= ASSIGNMENT =
Leaving the images aside, print every record in the material exactly.

*** SOURCE INFORMATION ***

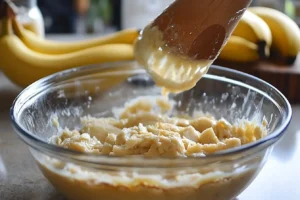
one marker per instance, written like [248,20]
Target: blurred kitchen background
[103,16]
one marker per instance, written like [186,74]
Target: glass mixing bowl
[66,96]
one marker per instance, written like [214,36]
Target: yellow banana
[285,32]
[254,29]
[42,45]
[24,66]
[239,49]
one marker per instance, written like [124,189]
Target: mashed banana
[147,128]
[140,130]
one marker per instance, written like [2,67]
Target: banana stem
[3,8]
[7,14]
[6,28]
[17,27]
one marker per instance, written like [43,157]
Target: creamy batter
[141,129]
[145,128]
[174,73]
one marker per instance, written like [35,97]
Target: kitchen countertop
[20,178]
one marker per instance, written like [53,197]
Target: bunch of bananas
[26,58]
[260,33]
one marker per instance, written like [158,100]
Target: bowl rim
[36,143]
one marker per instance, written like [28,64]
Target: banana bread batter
[145,128]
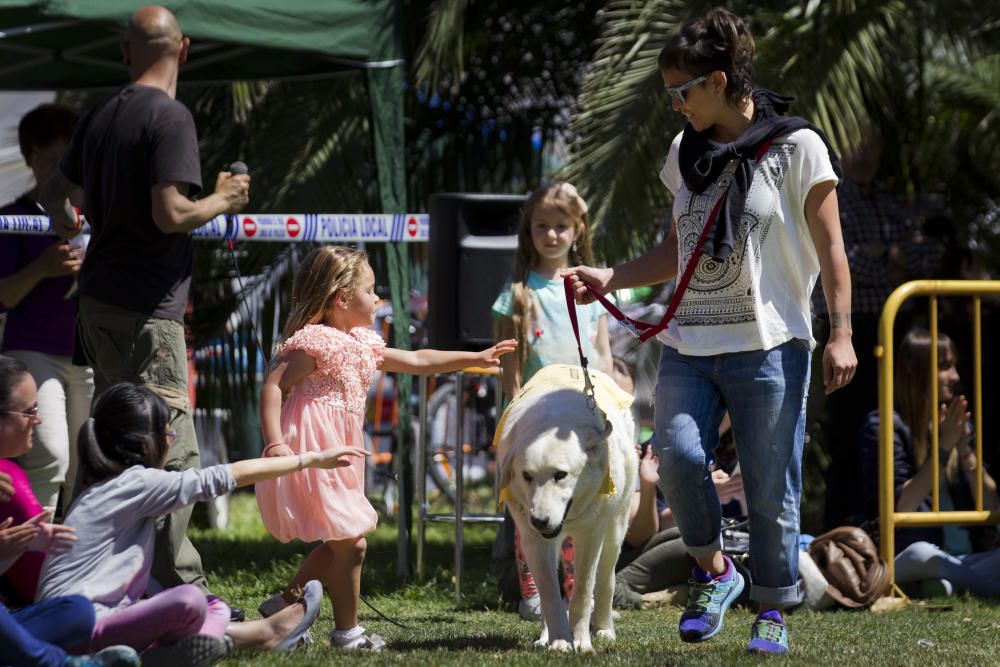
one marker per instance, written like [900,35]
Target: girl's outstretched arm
[428,362]
[508,364]
[251,471]
[288,370]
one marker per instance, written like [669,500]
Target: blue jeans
[38,635]
[765,394]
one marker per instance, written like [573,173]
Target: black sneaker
[112,656]
[192,651]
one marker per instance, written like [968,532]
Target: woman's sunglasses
[31,412]
[677,92]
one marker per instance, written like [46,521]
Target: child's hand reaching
[52,537]
[336,457]
[491,356]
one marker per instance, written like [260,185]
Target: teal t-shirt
[550,332]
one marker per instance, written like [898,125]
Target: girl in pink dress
[327,362]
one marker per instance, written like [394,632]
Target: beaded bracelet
[273,444]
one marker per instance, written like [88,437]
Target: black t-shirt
[128,143]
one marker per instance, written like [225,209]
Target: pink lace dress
[324,410]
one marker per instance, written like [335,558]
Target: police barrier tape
[286,227]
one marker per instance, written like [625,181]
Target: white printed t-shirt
[759,297]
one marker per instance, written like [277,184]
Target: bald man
[136,157]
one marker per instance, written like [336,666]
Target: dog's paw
[561,645]
[606,634]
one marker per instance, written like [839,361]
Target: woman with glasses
[37,281]
[18,419]
[755,222]
[35,635]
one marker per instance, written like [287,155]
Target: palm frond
[441,51]
[624,126]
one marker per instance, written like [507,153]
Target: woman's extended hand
[954,425]
[6,487]
[491,356]
[14,540]
[336,457]
[581,276]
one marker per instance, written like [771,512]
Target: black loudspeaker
[473,239]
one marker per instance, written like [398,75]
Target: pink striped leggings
[165,618]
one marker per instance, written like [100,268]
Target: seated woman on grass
[957,558]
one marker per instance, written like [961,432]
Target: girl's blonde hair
[324,272]
[912,375]
[563,197]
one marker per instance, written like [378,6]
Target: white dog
[569,467]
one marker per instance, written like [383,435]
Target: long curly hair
[912,394]
[718,41]
[563,197]
[324,272]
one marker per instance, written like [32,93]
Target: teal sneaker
[768,634]
[112,656]
[708,601]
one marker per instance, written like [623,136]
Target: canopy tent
[66,44]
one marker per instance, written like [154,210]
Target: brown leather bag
[849,560]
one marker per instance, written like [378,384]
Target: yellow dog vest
[607,394]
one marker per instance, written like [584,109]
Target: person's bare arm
[656,266]
[174,213]
[428,362]
[59,259]
[54,196]
[823,217]
[603,345]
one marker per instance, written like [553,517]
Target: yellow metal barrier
[888,517]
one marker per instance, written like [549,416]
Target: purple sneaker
[768,634]
[708,602]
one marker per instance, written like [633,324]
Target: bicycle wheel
[442,434]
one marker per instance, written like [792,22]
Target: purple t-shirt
[44,320]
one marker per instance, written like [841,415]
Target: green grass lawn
[245,565]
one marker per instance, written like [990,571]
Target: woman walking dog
[763,184]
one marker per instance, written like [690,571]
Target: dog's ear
[506,471]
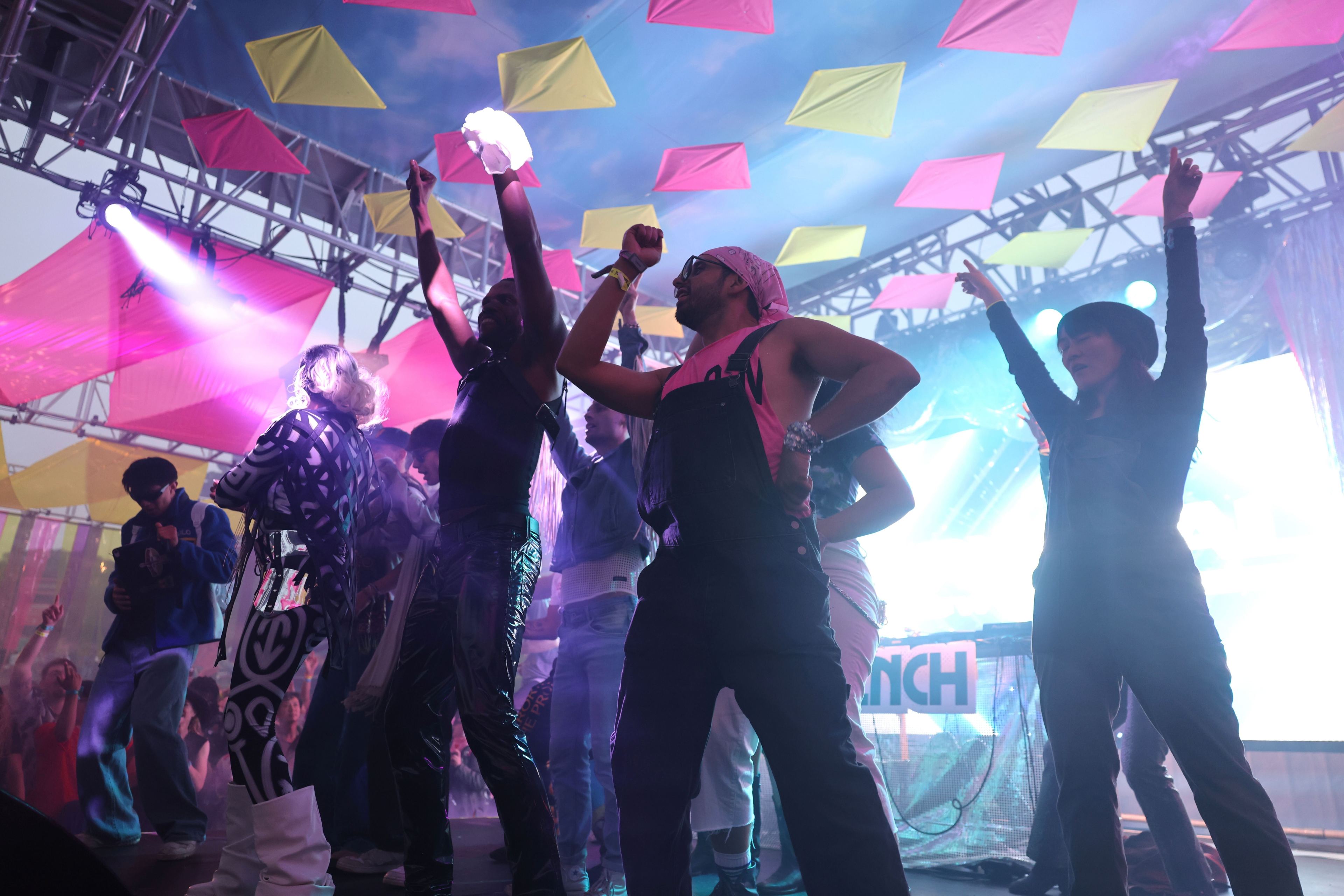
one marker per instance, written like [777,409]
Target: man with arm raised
[736,595]
[464,629]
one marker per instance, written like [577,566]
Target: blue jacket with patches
[203,559]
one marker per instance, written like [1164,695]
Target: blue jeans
[139,692]
[584,702]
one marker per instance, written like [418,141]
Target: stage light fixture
[1142,293]
[116,216]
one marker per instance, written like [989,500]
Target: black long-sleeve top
[1120,479]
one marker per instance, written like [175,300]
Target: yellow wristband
[620,278]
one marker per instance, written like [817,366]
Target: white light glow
[1045,324]
[158,254]
[1264,516]
[1142,293]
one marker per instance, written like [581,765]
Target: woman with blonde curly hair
[308,489]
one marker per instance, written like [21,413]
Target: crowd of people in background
[402,659]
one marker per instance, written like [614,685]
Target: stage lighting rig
[120,191]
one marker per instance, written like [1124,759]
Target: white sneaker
[175,849]
[576,879]
[93,841]
[376,862]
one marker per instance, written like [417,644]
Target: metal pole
[170,29]
[109,64]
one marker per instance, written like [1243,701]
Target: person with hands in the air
[1117,590]
[464,628]
[175,555]
[736,595]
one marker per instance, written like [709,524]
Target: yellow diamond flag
[1042,249]
[392,214]
[604,227]
[1115,119]
[658,320]
[89,472]
[822,245]
[836,320]
[1326,135]
[310,69]
[553,77]
[857,101]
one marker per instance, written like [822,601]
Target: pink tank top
[710,363]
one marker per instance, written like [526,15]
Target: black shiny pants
[463,637]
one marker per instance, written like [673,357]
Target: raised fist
[646,242]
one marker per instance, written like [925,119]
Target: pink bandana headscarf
[761,276]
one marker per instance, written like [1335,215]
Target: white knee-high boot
[292,848]
[240,868]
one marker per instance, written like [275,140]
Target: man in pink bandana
[736,597]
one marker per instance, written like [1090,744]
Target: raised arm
[21,678]
[874,377]
[544,328]
[1186,370]
[632,393]
[440,293]
[1048,401]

***

= TASK ANSWER =
one marker per instance, written like [248,20]
Target: blurred kitchen background
[103,16]
one marker per instance, written like [186,74]
Target: glass mixing bowl
[66,96]
one marker per instance, written like [214,36]
Target: yellow banana
[285,32]
[254,29]
[42,45]
[24,66]
[239,49]
one marker per instance, written like [124,189]
Target: mashed banana
[147,128]
[140,130]
one marker per instance, written like [2,67]
Target: banana stem
[3,8]
[7,14]
[6,28]
[17,27]
one marker per instance, written like [43,157]
Target: creamy batter
[141,129]
[145,128]
[174,73]
one marker per instance, written like [35,97]
Target: kitchen countertop
[20,178]
one marker per instance, written like [53,197]
Target: bunch of bananas
[26,58]
[260,33]
one marker per instance, written like [158,100]
Target: bowl rim
[36,143]
one marker per instance, written like [28,64]
Target: banana bread batter
[145,128]
one marker per instance, written like [900,35]
Target: girl's outstretched arm
[428,362]
[508,364]
[251,471]
[288,370]
one marker per instance, written like [669,500]
Target: blue jeans
[38,635]
[765,394]
one marker per instance, written like [573,173]
Target: black sneaker
[112,656]
[192,651]
one marker per instance, written like [968,532]
Target: woman's sunglasses
[31,412]
[677,92]
one marker per instance, written like [46,521]
Target: child's hand reaching
[52,537]
[336,457]
[491,356]
one marker per instance, written like [260,185]
Target: teal t-shirt
[550,332]
one marker per instance, written like [898,125]
Target: girl in pink dress
[327,362]
one marker per instance, written like [394,632]
Target: beaded bracelet
[273,444]
one marker per instance, written like [88,437]
Target: black t-shirt
[128,143]
one marker per instance, written like [225,209]
Target: pink lace dress
[324,410]
one marker per instance, written like [335,558]
Target: police barrier tape
[286,227]
one marker per instance, written like [625,181]
Target: white printed t-shirt
[759,297]
one marker per instance, written like [277,184]
Target: bald man
[136,157]
one marker per instance, written like [336,666]
Target: dog's paw
[561,645]
[606,634]
one marker per instance, written like [839,361]
Target: woman with glasses
[37,281]
[18,419]
[755,222]
[35,635]
one marker per instance, written like [287,155]
Target: palm frond
[441,51]
[624,126]
one marker per instance, written like [507,153]
Target: woman's extended hand
[954,425]
[6,487]
[491,356]
[14,540]
[336,457]
[581,276]
one marker per instance, written like [771,512]
Target: black loudspeaker
[473,239]
one marker per instance, written like [398,75]
Target: pink striped leggings
[165,618]
one marker per instance, written like [100,268]
Target: seated woman on grass
[957,558]
one marker per instance, written like [961,432]
Target: girl's blonde hair
[324,272]
[912,375]
[563,197]
one marker per instance, written like [378,6]
Target: white dog
[569,467]
one marker per instance, written like [383,435]
Target: long curly hair
[912,394]
[718,41]
[563,197]
[324,272]
one marker per instance, written like [32,93]
Target: teal sneaker
[768,634]
[112,656]
[708,601]
one marker per instance, written like [623,136]
Target: canopy tent
[66,44]
one marker per instance, written like [154,210]
Target: brown leather bag
[849,560]
one marker per instance, written like [378,384]
Target: yellow dog vest
[607,394]
one marker per instance, written like [584,109]
Target: person's bare arm
[656,266]
[174,213]
[428,362]
[59,259]
[54,196]
[823,217]
[603,345]
one marker per instance, written like [553,517]
Target: yellow metal barrier
[888,517]
one marker per instance, written like [549,416]
Target: purple sneaker
[768,634]
[708,602]
one marker per instance, written like [633,324]
Target: bicycle wheel
[442,434]
one marker per instance, written like [792,22]
Target: purple t-shirt
[44,320]
one marker per instance, written like [841,415]
Target: green grass lawn
[245,565]
one marker per instance, written like [990,571]
Target: woman walking dog
[763,184]
one marker per instance, written like [690,571]
Target: dog's ear
[506,471]
one marker per instance, written like [777,409]
Target: man with arm raised
[736,595]
[464,629]
one marker per instance, written like [577,566]
Target: blue jacket with patches
[203,559]
one marker per instance, written like [1164,695]
Target: blue jeans
[139,692]
[584,702]
one marker per instance, written like [418,141]
Target: stage light fixture
[1142,293]
[116,216]
one marker per instance, written like [989,500]
Target: black long-sleeve top
[1120,479]
one marker per instance, written like [175,300]
Target: yellow wristband
[620,278]
one marker per instance, written like [817,366]
Target: white light glow
[1045,324]
[158,254]
[1264,516]
[1142,293]
one marker per instance, written like [581,765]
Target: woman with blonde curly hair
[308,489]
one marker per instance, written like [21,413]
Target: crowd of people in background
[402,659]
one marker per instance, written like [614,685]
Target: stage lighting rig
[120,191]
one marker per instance, written like [1124,759]
Target: white sneaker
[175,849]
[576,879]
[93,841]
[376,862]
one marker per instance, written like [417,644]
Target: metal pole
[170,29]
[109,64]
one marker per instance, written like [1243,701]
Target: person with hands in the air
[1117,590]
[464,628]
[175,555]
[736,595]
one marker per instance, written like [709,524]
Target: yellow diamond flag
[1042,249]
[392,214]
[604,227]
[1115,119]
[658,320]
[89,472]
[822,245]
[836,320]
[1326,135]
[310,69]
[553,77]
[857,101]
one marker per instance, written like [822,601]
Target: pink tank top
[710,363]
one marker per instance, written like [526,15]
Target: black shiny pants
[463,637]
one marker per instance, written like [673,357]
Target: raised fist
[646,242]
one marker per instance, written like [925,119]
Target: pink bandana headscarf
[761,276]
one marker per instance, written like [1335,215]
Target: white knee-high boot
[292,848]
[240,868]
one marker per instance, written like [275,140]
Target: man in pink bandana
[736,597]
one marker per instance, written like [1090,744]
Target: raised arm
[21,678]
[874,377]
[544,328]
[1186,370]
[632,393]
[440,293]
[1048,401]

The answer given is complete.